» DOCUMENT TEXT:
━━━━━━

It seems to me… that despite the logical, moral rigor music may appear to display, it belongs to a world of spirits, for whose absolute reliability in matters of human reason and dignity I would not exactly want to put my hand in the fire. That I am nevertheless devoted to it with all my heart is one of those contradictions which, whether a cause for joy or regret, are inseparable from human nature.
From Doctor Faustus by Thomas Mann
In these difficult times, when so much has been subtracted from our daily lives, music can be of enormous comfort. Though concert going will have to wait, there is so much we can listen to and explore with all the extra time suddenly available.
Browsing the Internet, I became acquainted with the work of Iván Fischer, the Hungarian conductor, composer, and musical educator. A present-day Lenny Bernstein. Some of you may have heard him when he was Principal Conductor at the National Symphony Orchestra in Washington DC or in his many appearances as a guest conductor in New York. To me, he stands out, among the many masterful conductors (both men and women) of our times, for his infectious passion, popularizing skills and political courage. While his passion is apparent from the podium, his uncommon skill in speaking plainly yet profoundly about music, and his bold, humanistic political stances transpire most clearly in interviews and public statements such as these:
Mr. Fischer was born in Budapest into a Jewish musical family, which includes his brother, the conductor Adam Fischer. He first studied piano, violin, cello, and composition at Conservatory in Budapest and only later focused on conducting after studying in Vienna.
His international conducting career took off after he won Florence Conducting Competition in 1974 and soon brought him among other honors to direct the Royal Philharmonic in London and to conduct at the Zürich Opera. From there, he went on to engagements with major orchestras in Europe and around the world. After guest-conducting the London Symphony Orchestra, BBC Symphony, and the Israel Philharmonic Orchestra, Mr. Fischer made his US conducting debut in 1983 with the Los Angeles Philharmonic. That same year he returned to Hungary and created the Budapest Festival Orchestra (BFO), which initially was intended for a limited number of concerts a year. Mr.Fisher’s refreshingly bold and experimental direction of BFO was captured by Alex Ross for the New Yorker.

━━━━━━

» PROVIDED INFORMATION:
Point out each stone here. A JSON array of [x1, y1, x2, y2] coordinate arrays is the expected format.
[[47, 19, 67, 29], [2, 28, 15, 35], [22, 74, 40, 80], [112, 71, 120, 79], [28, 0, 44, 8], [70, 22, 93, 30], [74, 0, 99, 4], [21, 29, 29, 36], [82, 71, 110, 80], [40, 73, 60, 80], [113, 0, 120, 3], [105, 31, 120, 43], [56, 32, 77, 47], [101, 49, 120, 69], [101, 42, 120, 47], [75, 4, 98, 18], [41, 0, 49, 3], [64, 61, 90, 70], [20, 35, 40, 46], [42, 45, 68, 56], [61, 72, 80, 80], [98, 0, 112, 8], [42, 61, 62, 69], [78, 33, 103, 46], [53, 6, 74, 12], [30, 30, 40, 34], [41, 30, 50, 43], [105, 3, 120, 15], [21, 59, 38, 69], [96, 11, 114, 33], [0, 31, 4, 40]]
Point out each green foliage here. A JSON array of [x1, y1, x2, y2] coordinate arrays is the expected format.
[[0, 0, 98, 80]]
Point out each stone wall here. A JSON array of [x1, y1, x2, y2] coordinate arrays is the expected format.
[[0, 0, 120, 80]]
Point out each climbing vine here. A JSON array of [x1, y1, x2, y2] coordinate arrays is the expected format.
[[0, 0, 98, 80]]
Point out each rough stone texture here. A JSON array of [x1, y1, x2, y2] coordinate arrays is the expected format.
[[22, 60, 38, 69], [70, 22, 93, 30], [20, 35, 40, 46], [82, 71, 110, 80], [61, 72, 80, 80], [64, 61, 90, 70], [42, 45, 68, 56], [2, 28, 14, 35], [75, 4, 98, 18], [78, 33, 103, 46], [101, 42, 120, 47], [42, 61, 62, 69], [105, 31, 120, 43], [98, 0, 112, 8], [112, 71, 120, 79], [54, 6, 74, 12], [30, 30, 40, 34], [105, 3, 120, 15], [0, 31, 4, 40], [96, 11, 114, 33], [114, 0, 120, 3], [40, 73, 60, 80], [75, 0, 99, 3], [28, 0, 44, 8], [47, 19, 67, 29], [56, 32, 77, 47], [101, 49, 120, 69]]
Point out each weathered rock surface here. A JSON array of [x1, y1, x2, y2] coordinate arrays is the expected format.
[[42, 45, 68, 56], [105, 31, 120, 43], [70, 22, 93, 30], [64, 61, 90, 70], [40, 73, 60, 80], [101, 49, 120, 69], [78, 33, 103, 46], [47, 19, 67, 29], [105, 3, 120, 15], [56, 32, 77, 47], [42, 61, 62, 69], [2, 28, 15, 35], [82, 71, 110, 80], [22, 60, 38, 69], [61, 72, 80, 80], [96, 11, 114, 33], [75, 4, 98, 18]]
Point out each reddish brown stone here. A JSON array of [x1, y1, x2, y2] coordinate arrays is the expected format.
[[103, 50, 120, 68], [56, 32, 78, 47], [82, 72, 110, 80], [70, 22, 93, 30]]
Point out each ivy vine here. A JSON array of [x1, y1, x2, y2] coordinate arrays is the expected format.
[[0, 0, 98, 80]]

━━━━━━

» HOW TO COMPLETE THIS TASK:
Continue the essay on the conductor Iván Fischer, picking up after its final sentence about Alex Ross's New Yorker account of the Budapest Festival Orchestra.

» RESULT OF THE EXERCISE:
With the BFO, Mr. Fischer has incorporated unorthodox ideas into practice, including allowing individual orchestra musicians to contribute to concert programming, concert series where the program is not announced, long talks to the audience, and open-air concerts in Budapest attracting tens of thousands of people.
In the 1990’s as Viktor Orban’s Fidesz national conservative party began its ascent to power leading to Orban’s becoming Prime Minister in 1998, Ivan Fischer made increasingly bold statements against the resurgence of state sponsored anti-Semitism, anti-immigration legislation and the limitations to freedom of speech. His own 2013 opera The Red Heifer, is a satirical yet explicit indictment of Hungarian anti-Semitism.
In recent years, next to a stellar conducting career Mr. Fisher has emerged as an original composer with works usually written for intimate groups of human voices and instruments. A short selection must include his Spinoza-Vertalingen for Soprano and chamber ensemble, La Malinconia (Umberto Saba), and 29 Canzoni di Petrarca. His most frequently performed work is Eine Deutsch-Jiddische Kantate.
Mr. Fisher is married to the flutist Gabriella Pivon and divides his time between Budapest and Berlin, where he is the music director of the Konzerthaus.
The Maestro has a keen interest in Italian literature, has performed often in Italy, and in 2018, has founded the Vicenza Opera Festival.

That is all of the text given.